Start Dataset rows
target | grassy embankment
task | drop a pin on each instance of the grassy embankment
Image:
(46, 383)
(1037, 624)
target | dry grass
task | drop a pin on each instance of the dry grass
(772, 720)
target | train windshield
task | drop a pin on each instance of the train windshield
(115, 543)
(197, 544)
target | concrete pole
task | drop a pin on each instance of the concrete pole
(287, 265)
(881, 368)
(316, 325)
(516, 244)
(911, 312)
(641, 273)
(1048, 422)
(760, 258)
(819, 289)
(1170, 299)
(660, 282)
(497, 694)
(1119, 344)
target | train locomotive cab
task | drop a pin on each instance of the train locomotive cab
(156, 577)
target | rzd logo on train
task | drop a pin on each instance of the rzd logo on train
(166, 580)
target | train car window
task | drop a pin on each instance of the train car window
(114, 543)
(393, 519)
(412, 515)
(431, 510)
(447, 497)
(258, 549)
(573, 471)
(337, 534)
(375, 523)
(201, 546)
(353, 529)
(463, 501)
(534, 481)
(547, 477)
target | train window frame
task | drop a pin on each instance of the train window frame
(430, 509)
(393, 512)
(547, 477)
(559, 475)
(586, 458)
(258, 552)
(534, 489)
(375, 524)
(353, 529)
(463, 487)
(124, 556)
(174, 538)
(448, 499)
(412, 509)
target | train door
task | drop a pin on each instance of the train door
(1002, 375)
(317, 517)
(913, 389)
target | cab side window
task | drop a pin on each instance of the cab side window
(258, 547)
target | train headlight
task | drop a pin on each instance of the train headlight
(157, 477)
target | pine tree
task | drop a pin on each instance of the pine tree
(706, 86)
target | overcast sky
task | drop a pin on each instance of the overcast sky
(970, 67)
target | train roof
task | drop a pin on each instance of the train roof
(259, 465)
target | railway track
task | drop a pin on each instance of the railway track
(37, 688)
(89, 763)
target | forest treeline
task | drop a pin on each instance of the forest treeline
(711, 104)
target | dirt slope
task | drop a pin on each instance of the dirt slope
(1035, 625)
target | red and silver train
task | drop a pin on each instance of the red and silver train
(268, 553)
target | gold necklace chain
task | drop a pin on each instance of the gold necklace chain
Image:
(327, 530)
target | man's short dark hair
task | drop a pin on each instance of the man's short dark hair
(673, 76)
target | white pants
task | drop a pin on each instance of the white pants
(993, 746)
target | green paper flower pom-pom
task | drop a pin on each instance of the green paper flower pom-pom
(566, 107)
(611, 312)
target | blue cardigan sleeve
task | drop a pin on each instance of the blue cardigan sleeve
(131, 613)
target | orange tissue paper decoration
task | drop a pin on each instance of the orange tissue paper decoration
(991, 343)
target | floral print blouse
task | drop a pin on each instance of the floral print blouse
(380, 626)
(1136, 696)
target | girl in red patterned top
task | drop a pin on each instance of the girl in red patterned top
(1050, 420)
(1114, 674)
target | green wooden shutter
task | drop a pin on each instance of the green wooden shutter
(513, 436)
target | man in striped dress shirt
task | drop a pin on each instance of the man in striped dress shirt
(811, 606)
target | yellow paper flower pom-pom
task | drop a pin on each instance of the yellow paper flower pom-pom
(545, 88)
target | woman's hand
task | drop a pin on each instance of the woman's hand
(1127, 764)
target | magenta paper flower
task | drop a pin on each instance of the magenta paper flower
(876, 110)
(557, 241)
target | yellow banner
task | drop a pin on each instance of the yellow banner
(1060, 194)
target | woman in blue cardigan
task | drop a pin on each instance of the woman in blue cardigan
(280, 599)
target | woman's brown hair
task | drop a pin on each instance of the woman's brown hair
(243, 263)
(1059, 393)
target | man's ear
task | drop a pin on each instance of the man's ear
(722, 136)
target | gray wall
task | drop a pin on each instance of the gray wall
End Dataset rows
# What you will do:
Rewrite all of the lines above, substituting "place a marker" for every occurrence of "drop a pin" and changing nothing else.

# Response:
target | grassy embankment
task | place a marker on each instance of the grassy embankment
Image:
(46, 383)
(1037, 624)
target | dry grass
task | place a marker on each instance of the dry grass
(772, 720)
target | train windshield
task | place a marker on each instance of the train windshield
(115, 543)
(197, 544)
target | concrete pole
task | place a marker on each instance of the concrete pole
(287, 265)
(881, 368)
(316, 325)
(516, 244)
(911, 312)
(641, 273)
(1048, 422)
(760, 258)
(819, 289)
(1170, 299)
(660, 282)
(497, 694)
(1119, 344)
target | train locomotive cab
task | place a marker on each instance of the train locomotive cab
(156, 577)
target | rzd logo on train
task | place a marker on each instance of the rzd logo on train
(166, 580)
target | train car window
task | place a marker on each instance of the train car window
(114, 543)
(393, 519)
(412, 515)
(431, 510)
(447, 497)
(258, 549)
(573, 471)
(337, 534)
(375, 523)
(201, 546)
(353, 529)
(463, 501)
(534, 481)
(547, 477)
target | train window frame
task | place a marker on each instance of the train window frame
(430, 509)
(393, 512)
(547, 477)
(559, 475)
(586, 458)
(258, 552)
(534, 489)
(375, 524)
(353, 529)
(463, 487)
(124, 556)
(174, 538)
(448, 499)
(412, 509)
target | train door
task | place a marker on each instance of the train door
(1002, 375)
(317, 517)
(913, 389)
target | cab side window
task | place a marker on each instance of the cab side window
(258, 547)
target | train headlight
task | place a marker on each instance of the train headlight
(157, 477)
target | pine tree
task | place a marker on each instance of the pine tree
(706, 86)
target | overcast sky
task | place a marker on each instance of the overcast sky
(970, 67)
target | train roof
task | place a marker on each instance of the train roof
(259, 465)
target | railway track
task | place a marker on each instance of the railway track
(37, 688)
(89, 763)
target | forest treeline
task | place a marker on each instance of the forest treeline
(711, 104)
target | dirt slope
task | place a marker on each instance of the dirt slope
(1035, 625)
target | red and silver train
task | place a marker on each instance of the red and silver train
(268, 553)
target | gold necklace chain
task | place a marker on each instance of the gold necklace chain
Image:
(327, 530)
target | man's short dark hair
task | place a marker on each instance of the man's short dark hair
(673, 76)
target | white pants
task | place a marker on each instance of the white pants
(993, 746)
target | green paper flower pom-pom
task | place a marker on each instance of the green paper flower pom-pom
(566, 107)
(611, 312)
target | blue cardigan sleeve
task | place a marker on each instance of the blue cardigan sleeve
(131, 613)
target | orange tissue paper decoration
task | place a marker on each instance of the orange tissue paper decoration
(991, 343)
target | floral print blouse
task | place a marker on each instance of the floral print blouse
(380, 626)
(1136, 696)
target | girl in red patterned top
task | place a marker on each instance of the girl in red patterned top
(1050, 420)
(1114, 674)
target | green wooden shutter
task | place a marker on each instance of the green wooden shutter
(513, 436)
target | man in striped dress shirt
task | place a marker on each instance of the man in striped dress shirt
(811, 606)
target | yellow paper flower pom-pom
task | place a marker on each instance of the yellow paper flower pom-pom
(545, 88)
target | woman's hand
task | place a marker on each instance of the woman's hand
(1127, 764)
target | magenta paper flower
task | place a marker on each instance of the magenta paper flower
(876, 110)
(557, 241)
target | yellow banner
task | place a marker on each instance of the yellow banner
(1060, 194)
target | woman in blue cardigan
task | place a marker on each instance of the woman in blue cardigan
(280, 599)
target | woman's brown hair
task | place a marker on each instance of the woman's brown hair
(243, 263)
(1059, 393)
target | man's ear
task | place a marker on each instance of the man's ear
(722, 136)
target | gray wall
task | place a marker on each instance of the gray wall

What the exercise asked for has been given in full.